(PROBLEM TO WORK ON): The entries that follow should be written out exactly.

(Stored records)
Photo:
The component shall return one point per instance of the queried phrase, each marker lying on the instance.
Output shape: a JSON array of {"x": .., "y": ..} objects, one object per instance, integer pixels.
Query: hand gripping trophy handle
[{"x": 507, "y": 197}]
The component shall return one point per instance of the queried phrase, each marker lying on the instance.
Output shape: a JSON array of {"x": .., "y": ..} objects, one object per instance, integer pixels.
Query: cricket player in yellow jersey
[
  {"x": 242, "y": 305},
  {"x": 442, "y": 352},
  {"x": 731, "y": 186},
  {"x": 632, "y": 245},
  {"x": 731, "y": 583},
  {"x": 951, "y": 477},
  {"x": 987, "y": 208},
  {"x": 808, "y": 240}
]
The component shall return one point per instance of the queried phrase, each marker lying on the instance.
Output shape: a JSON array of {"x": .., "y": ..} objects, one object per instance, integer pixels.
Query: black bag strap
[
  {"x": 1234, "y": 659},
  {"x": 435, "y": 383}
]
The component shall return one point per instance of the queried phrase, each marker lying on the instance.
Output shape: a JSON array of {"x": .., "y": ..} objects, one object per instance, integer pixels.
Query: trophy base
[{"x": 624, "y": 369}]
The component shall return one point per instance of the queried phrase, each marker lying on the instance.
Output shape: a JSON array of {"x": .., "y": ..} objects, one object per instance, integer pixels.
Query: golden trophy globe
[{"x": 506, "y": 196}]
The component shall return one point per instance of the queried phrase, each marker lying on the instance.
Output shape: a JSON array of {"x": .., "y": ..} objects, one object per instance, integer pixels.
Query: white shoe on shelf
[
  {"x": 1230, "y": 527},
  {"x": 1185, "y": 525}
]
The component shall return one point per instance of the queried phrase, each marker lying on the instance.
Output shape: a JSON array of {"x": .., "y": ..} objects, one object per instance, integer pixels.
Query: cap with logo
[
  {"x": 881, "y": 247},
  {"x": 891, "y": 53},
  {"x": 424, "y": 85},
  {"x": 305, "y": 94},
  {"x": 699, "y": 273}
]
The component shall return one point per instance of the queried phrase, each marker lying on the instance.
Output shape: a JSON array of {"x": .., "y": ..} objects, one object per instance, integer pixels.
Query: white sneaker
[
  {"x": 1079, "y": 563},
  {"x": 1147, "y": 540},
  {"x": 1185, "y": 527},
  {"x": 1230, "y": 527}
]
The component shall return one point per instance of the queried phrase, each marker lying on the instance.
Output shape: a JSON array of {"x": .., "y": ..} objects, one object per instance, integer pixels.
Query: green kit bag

(WORKED SOLUTION):
Photo:
The component shall return one point per instance of the queried phrase, each marker lying on the instance.
Output shape: a JSON array of {"x": .., "y": ..} objects, one object per instance, integer pixels.
Query: hand gripping trophy handle
[{"x": 507, "y": 197}]
The component shall return one point per instance of the queried phrase, each marker lying on the instance.
Output shape: a JSON array of {"x": .., "y": ..} objects, one object per instance, integer pixels.
Query: cricket player in yellow jersey
[
  {"x": 242, "y": 305},
  {"x": 442, "y": 352},
  {"x": 731, "y": 186},
  {"x": 632, "y": 245},
  {"x": 731, "y": 583},
  {"x": 951, "y": 477},
  {"x": 987, "y": 208},
  {"x": 808, "y": 240}
]
The component shall return one point per instance of the queried phrase, each marker lying on the instance.
Output shape: a JSON array of {"x": .., "y": ..} objects, one object per instance, integer pixels.
Query: black bag strap
[
  {"x": 1234, "y": 659},
  {"x": 435, "y": 383}
]
The component shall return one point per instance of the queried phrase, each marker lying on the instance.
Output shape: a JSON array of {"x": .., "y": ..} objects, one object per instance, integer pixels.
Query: trophy base
[{"x": 624, "y": 369}]
The component shall return one point per instance of the queried phrase, each marker lying on the instance.
Output shape: a JSON array of {"x": .., "y": ..} objects, one object per instance, integer pixels.
Query: golden trophy globe
[{"x": 506, "y": 196}]
The component shall return one point per instance of the queried phrase, each marker lying on the instance.
Output shape: a JSON array of {"x": .., "y": ..} objects, one object per instance, integer pixels.
Query: white shoe on shelf
[
  {"x": 1230, "y": 527},
  {"x": 1185, "y": 525}
]
The component shall return one point per instance of the queried phrase, each marker lying on the instance.
Output shape: a JSON array of {"x": .., "y": ..} objects, one object per instance, integer pixels.
Query: cap with logo
[
  {"x": 881, "y": 247},
  {"x": 891, "y": 53},
  {"x": 424, "y": 85},
  {"x": 305, "y": 94},
  {"x": 699, "y": 273}
]
The component shall return one point per instance of the queried phrase, each marker lying on the instance.
Output shape: a JSON array of {"x": .., "y": ..} objects, one object per instance, integer pixels.
Query: white sneaker
[
  {"x": 1079, "y": 563},
  {"x": 1147, "y": 540},
  {"x": 1185, "y": 527},
  {"x": 1230, "y": 527}
]
The component shall return one point per instance of the queried phrase, each marker lying on the instance.
Output shape: a JSON array of {"x": .., "y": ..} objects, one object per instance, integer pixels.
Query: green kit bag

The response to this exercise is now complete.